### Task brief
Below are some records: retype them all exactly, but not the pictures.

Rows from a pointing dataset:
## start

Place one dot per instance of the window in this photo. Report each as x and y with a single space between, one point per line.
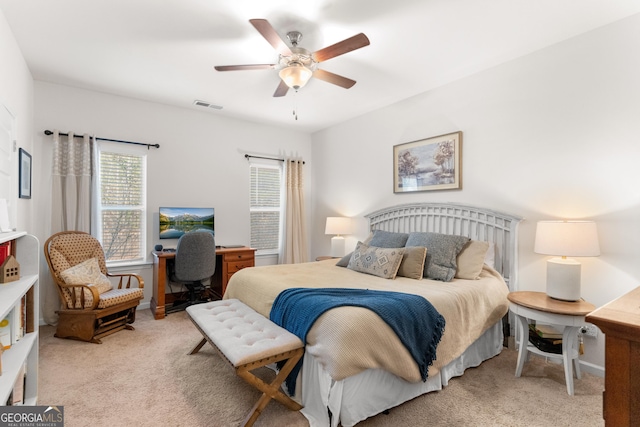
121 212
266 207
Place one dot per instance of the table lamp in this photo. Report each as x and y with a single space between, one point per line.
337 226
565 239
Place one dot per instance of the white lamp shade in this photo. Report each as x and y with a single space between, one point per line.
338 225
567 238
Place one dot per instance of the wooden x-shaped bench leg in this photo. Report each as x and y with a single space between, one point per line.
272 390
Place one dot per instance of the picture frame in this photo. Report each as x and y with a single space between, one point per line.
428 164
25 174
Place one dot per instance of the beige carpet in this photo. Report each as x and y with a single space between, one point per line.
146 378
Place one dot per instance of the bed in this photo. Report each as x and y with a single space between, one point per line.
354 365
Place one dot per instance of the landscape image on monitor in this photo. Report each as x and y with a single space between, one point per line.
174 222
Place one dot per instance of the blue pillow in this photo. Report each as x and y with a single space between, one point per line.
388 239
442 252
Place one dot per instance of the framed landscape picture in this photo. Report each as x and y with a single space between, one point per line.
428 164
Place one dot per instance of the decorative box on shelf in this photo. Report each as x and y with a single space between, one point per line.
9 270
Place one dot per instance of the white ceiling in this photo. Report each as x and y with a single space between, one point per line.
165 51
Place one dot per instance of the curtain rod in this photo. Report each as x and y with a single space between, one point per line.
48 132
247 156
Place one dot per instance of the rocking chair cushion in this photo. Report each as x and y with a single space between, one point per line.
118 296
87 272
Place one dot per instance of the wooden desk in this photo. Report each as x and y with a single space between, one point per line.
228 262
620 322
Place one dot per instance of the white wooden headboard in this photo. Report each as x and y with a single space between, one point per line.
477 223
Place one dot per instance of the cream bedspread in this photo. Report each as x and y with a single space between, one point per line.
348 340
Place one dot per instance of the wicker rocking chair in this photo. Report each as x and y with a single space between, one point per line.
91 307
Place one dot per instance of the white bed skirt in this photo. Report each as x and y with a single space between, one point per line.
372 391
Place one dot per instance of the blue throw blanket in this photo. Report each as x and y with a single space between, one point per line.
417 323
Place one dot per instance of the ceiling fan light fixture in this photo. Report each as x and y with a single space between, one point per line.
295 75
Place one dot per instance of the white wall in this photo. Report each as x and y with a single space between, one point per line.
200 161
16 93
551 135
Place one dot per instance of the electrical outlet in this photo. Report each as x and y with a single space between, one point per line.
589 330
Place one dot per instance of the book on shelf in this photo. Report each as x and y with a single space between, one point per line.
547 331
548 345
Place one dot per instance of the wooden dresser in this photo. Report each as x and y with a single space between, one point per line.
234 261
620 322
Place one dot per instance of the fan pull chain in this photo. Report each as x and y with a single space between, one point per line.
295 114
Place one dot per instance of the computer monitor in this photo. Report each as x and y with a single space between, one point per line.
174 222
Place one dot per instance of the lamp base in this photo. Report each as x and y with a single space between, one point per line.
563 279
337 246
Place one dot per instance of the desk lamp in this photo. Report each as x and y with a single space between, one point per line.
563 239
337 225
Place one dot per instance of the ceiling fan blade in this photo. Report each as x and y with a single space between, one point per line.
333 78
244 67
281 90
340 48
267 31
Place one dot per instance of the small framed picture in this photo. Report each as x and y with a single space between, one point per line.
25 175
428 164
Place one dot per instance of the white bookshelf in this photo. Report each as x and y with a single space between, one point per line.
23 353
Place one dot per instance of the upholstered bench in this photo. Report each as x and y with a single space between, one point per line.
248 340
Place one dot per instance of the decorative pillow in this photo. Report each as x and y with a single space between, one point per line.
442 251
344 261
471 259
388 239
412 265
381 262
490 257
87 272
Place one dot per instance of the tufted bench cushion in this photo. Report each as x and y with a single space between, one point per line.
242 334
248 340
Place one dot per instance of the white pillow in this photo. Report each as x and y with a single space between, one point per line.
87 272
471 259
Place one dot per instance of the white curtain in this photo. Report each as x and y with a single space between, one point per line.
70 198
294 230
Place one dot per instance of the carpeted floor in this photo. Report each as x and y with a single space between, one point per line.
146 378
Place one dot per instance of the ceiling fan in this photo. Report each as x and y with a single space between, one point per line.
296 64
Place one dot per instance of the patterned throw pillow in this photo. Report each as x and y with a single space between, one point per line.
83 274
381 262
442 253
388 239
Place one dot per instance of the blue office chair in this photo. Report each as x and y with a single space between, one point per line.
195 262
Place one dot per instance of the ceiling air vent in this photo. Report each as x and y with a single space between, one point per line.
206 105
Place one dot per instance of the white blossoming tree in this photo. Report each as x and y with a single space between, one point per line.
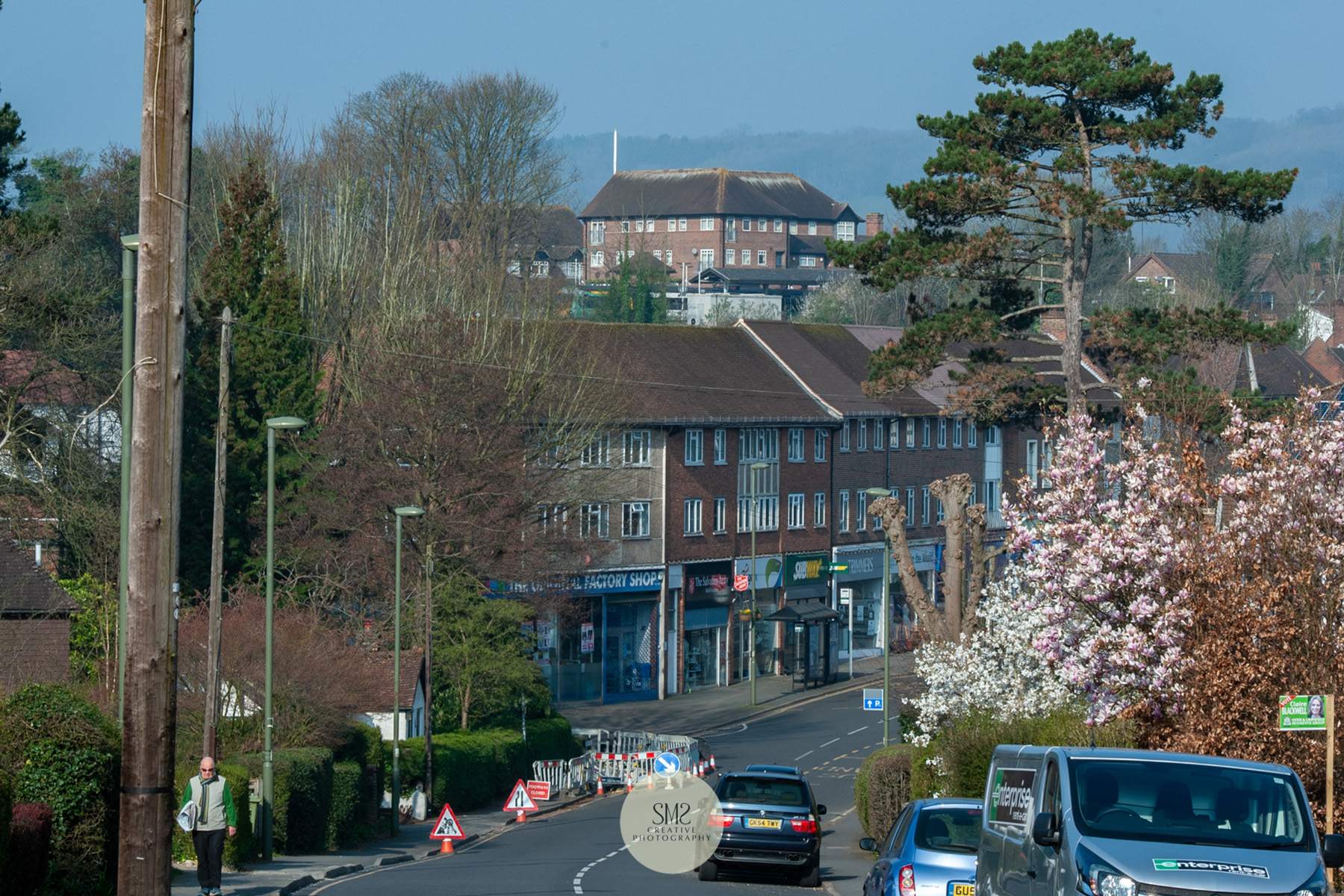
1107 553
995 669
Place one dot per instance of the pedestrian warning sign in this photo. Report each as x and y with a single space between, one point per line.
519 800
447 828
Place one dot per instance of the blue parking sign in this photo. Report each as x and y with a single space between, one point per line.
667 763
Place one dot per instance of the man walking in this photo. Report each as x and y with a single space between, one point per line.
214 815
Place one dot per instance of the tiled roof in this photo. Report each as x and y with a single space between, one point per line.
772 276
25 588
670 374
712 191
1280 373
381 667
833 364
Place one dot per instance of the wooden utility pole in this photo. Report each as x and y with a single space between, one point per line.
429 669
217 543
149 716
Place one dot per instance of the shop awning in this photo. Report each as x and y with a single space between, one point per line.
815 612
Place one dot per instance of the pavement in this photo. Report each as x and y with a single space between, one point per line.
694 714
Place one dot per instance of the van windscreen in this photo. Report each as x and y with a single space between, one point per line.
1187 802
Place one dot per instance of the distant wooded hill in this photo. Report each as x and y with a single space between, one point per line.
856 166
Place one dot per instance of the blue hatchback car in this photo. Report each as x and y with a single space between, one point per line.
930 850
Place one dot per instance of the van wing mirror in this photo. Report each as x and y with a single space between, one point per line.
1332 850
1043 829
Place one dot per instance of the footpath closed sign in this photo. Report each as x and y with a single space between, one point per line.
1301 712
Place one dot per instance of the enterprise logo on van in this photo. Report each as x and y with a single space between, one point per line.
1011 795
1226 868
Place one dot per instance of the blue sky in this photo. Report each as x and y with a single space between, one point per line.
72 67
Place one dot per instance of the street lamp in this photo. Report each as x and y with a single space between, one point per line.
756 469
396 672
886 621
129 246
268 762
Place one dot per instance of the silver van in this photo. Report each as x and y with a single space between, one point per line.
1068 821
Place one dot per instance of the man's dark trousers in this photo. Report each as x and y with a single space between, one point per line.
210 855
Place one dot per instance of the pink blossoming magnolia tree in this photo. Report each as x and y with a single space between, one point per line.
1105 556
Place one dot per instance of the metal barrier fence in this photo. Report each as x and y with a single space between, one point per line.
606 762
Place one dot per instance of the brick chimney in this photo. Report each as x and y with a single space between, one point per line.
1053 324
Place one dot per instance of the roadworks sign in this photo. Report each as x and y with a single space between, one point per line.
447 828
519 800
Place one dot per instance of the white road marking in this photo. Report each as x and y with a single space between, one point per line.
578 877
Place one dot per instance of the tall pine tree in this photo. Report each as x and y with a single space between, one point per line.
273 374
1061 148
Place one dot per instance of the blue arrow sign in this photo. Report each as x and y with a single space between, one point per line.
667 765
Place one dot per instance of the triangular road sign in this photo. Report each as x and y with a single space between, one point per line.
519 800
447 828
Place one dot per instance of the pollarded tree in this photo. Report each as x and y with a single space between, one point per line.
965 559
272 373
1060 151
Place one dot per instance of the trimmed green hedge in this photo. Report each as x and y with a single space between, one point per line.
6 815
882 788
60 750
240 848
470 768
967 744
352 794
302 781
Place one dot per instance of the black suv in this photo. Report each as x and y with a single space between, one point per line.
771 821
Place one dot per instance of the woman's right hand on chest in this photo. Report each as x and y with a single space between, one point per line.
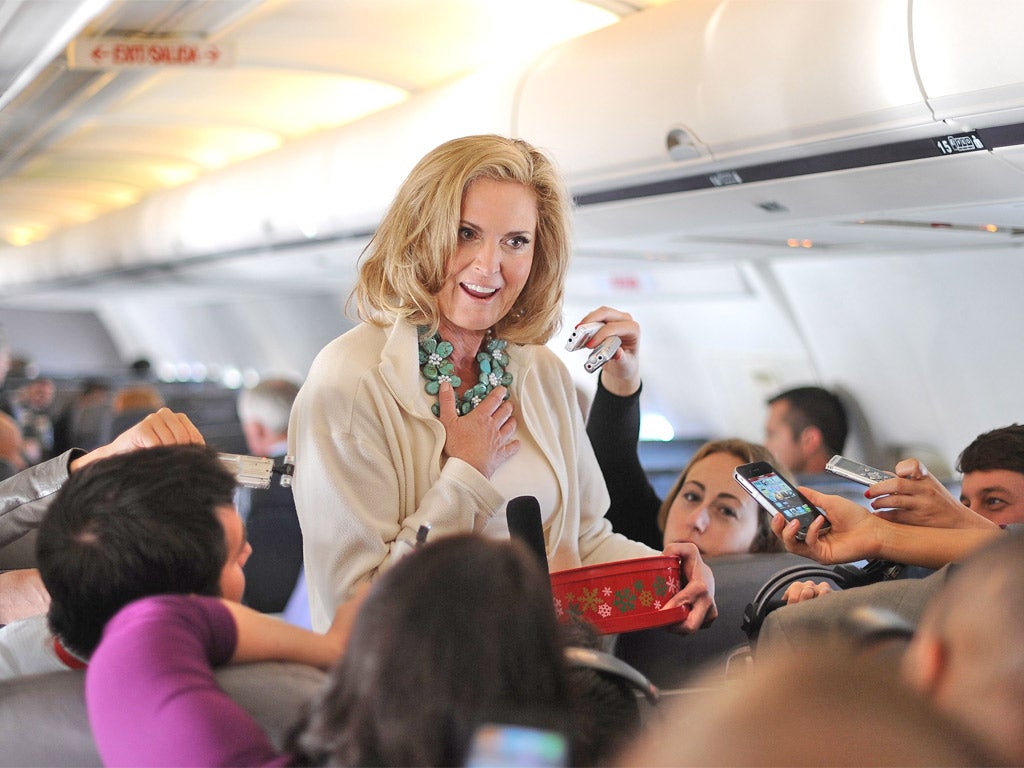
484 437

## end

### Complete response
Place one dot per instance of the window in this photo. Report each as x and y with a single space between, one point per line.
121 212
266 207
Place one dot per instance of the table lamp in this photo. Report each as x and y with a single space between, one point per line.
337 226
565 239
Place one dot per instance of the white lamp shade in this photo. Report each as x and y with a single space between, one point per line.
338 225
567 238
Place one dot per instance of the wooden x-shaped bench leg in this photo. Report each as x and y with a single space between, one point per line.
272 390
Place one dot per instance of the picture frame in this photo. Report each as x and y with a single space between, one point per line.
428 164
25 174
Place one dot per instance of the beige carpet in this photo. Report each as x and y with a single space between, one point per line.
146 378
Place one dot per instance of the bed in this photo. Report each as x and y with a single space between, one point per line.
354 365
Place one dot per instance of the landscape image on monitor in this photo. Report each as x and y with a single space between, one point per line.
174 222
Place one dot per instance of the blue pillow in this photo. Report each as x and y with a single space between, one point per line.
388 239
442 252
Place one dot per instance of the framed landscape picture in this photo. Report each as x and y with a single space between, one point per line.
428 164
Place one dot per instance of the decorative box on shelf in this photo. Report each as x and y with a single space between, one point per line.
9 270
Place one dot per instance of the white ceiling in this photo. Report each as x and y with a single space between, one point per line.
165 51
Place one dot per instance of the curtain rod in this photo. Report each as x and y with a single space between, one point per line.
48 132
247 156
Place one dot per instance of the rocking chair cushion in this photo. Report each as x and y with a single space between, one point per line.
118 296
87 272
Place one dot per instance of the wooden desk in this photo. Report each as x and y with a single space between, one point per line.
228 262
620 322
Place one dot per instance of the white wooden headboard in this photo. Report each as x and y with a single space between, one point per line.
477 223
Place one dot per instance of the cream bedspread in this photo. Report each as x and y with a single space between, one point per line.
348 340
Place one dot per instance of the wicker rocking chair in this photo. Report each as x and y with a single space between, one point per line.
91 307
Place one dot per instance of the white bed skirt in this photo. Report each as x and y with a single space between, one point per line.
372 391
Place one dot per instance of the blue throw blanket in this photo. Report each as x and y with a single space between, one point per line.
417 323
Place one dot per instance of the ceiling fan light fixture in this photo. Report each as x and y with a single space between, one point per line.
295 75
Place one dot per instance of the white wall in this photo. Report each as x and y with a single space between, one point per line.
200 161
16 93
551 135
Place one dot per instance of the electrical outlet in this photo. Report each as x and y with a single space between, one point per line.
589 330
Place one dot per instance of the book on shelf in this photo. Report each as x and y with a single space between, one point per line.
547 331
548 345
Place one dot per instance of the wooden dresser in this photo. Report each as x and y with a single space between, one point per line.
234 261
620 322
Place one dot per instance of the fan pull chain in this photo. Report each as x and y with a single space between, one point per line.
295 114
Place one dot per instance of the computer monitor in this photo. Report each as x and y with a single space between, one point per line.
174 222
Place one dot per instance of the lamp base in this photo. Report each as x and y with a single space between, one point per line.
563 279
337 246
Place one dot per instance of the desk lamp in this photo. Report each as x and y with a single space between, one point per line.
563 239
337 225
Place one dot per instance of the ceiling fan blade in this photo. Report each as x and y with a single space between, one point per line.
333 78
244 67
281 90
340 48
267 31
Place one dot per instance of the small framed picture in this photo. Report each as x and y with a single space between, one point per line.
25 175
428 164
Place one dot per instance of the white bookshelf in this photo. Report each as x and y with a single space between, one point per line.
23 353
Place one dot per instance of the upholstered bench in this photo. Report each as x and y with a single space between, one point per line.
248 340
Place one dot per instance of the decorative pillow in this photo. Report each as x and y with a single space between, one point per line.
442 251
344 261
471 259
388 239
412 265
381 262
490 257
87 272
Place one dot per instance of the tufted bench cushion in this photo. Report each as x and y with a single space between, one point per line.
242 334
248 340
Place one dot per instance of the white pillow in this photo. Report each as x and y with a single space between, one point per line.
87 272
471 259
Place one dot per instance of the white curtain in this photo. Report each as x and y with a single space between, one point per line.
70 198
294 230
Place one dot per instance of the carpeted floor in this photo. Report each as x and y with a single space between, one point per line.
146 378
Place one dot per instance of the ceiling fan in this photo. Report each as x and y with a single space between, one point per line.
296 64
Place one dot per instance of the patterned throw pillow in this photo. Report each as x and y with a single space between, one point per line.
83 274
381 262
442 253
388 239
Place one dot per instance of the blue office chair in this photo. Report each as x and y with a single space between, one point per line.
195 262
Place one dot per instance of the ceiling air vent in this photo. Report each as x and y with a single space between, one point per line.
206 105
Place one dot per instance of the white blossoming tree in this photo. Report each as x and y with a single space between, one point per line.
1107 553
995 669
Place one dot per instance of the pedestrian warning sign in this photo. Report each as x and y with a single space between, one point per line.
519 800
447 828
Place one dot per instance of the blue parking sign in this photo. Report each as x and y with a single space between, one point per line.
667 763
Place one dot per instance of the man walking in this photo. Report each as x and y with a single space between, one point per line.
214 815
Place one dot per instance of the tiled roof in this photo. Report each as x and y with a single space between, one point per line.
772 276
25 588
670 374
712 191
1280 373
381 667
833 364
Place one dot per instance of the wooden utility pole in this photo. Report each as x and y with a single space between, one point per line.
429 669
217 543
149 716
Place one dot per instance of the shop awning in this photo. Report each as x and y with a single space between, one point per line.
815 612
Place one dot per instance of the pavement in this photo. Report each as x and y with a single space between, one point per line.
694 714
Place one dot per instance of the van windscreen in this photo. Report each as x and y with a single space between, one point per line.
1187 802
Place one dot per instance of the distant wooded hill in this photo. Report each as x and y with a single space between, one point per line.
856 166
Place one dot per instance of the blue hatchback car in this photo. Report each as x and y with a single space between, one point per line.
930 850
Place one dot per instance of the van wing mirror in this photo. Report each as x and y with a single space between, one point per line.
1332 850
1043 829
Place one dot per instance of the footpath closed sign in this photo. Report each as x and y with a single space between, one point per line.
1301 712
Place one dot per instance of the enterprise logo on van in this photo. Report each as x and y with a single space between, one point per line.
1011 795
1226 868
Place one dot per instance of the blue sky in this photo. Report each as x and y with a single space between, one point per line.
72 67
Place one dot per instance of the street lamp in this photo. Report each as x and y with a single space between, one point per line.
756 469
396 672
886 621
129 246
268 762
Place one dot per instance of the silver van in this photo. Report each as x and y with a single space between, one point per line.
1068 821
Place one dot per instance of the man's dark trousers in this photo. Report each as x and y with a single space between, one point per line.
210 855
Place one dot per instance of the pink blossoming magnolia tree in this photo. Report each as x and y with a single space between, one point per line.
1105 556
Place one dot per instance of the metal barrier fence in this photo. Report each as x and y with a single space between, one point per line.
606 762
Place one dot per instance of the brick chimney in this photo. Report each as x and y with a single space between, one point per line.
1053 324
Place one dot per instance of the roadworks sign in this photo. Report each as x and y with a single space between, one point per line.
447 828
519 800
Place one dot per instance of the white road marking in this photo. Report each as x and y with a single space between, one point per line.
578 877
Place one dot per instance of the tall pine tree in this photo. Report each as x and y with a single space between, one point per line.
273 374
1061 148
Place one dot per instance of the blue arrow sign in this photo. Report each as x and y with a single space between, one point per line.
667 765
Place one dot per instance of the triangular road sign in this photo. Report each as x and y with a single space between, one point per line.
519 800
447 828
Place one dot per instance of the pollarded tree in this photo. Report each as x and y with a single space between, one point per line.
965 559
272 373
1060 151
Place one dot per instance of the trimmed green hedge in this photo. Report each as x and y with a single space between, one point per line.
6 815
882 788
60 750
240 848
470 768
967 744
352 794
302 781
Place one dot per instance of the black suv in this photo. Report each as x and y with a single space between, one point per line.
771 821
Place one dot per instance of the woman's right hand on chest in this photo. Report each as x and y with a single space between, one point per line.
484 437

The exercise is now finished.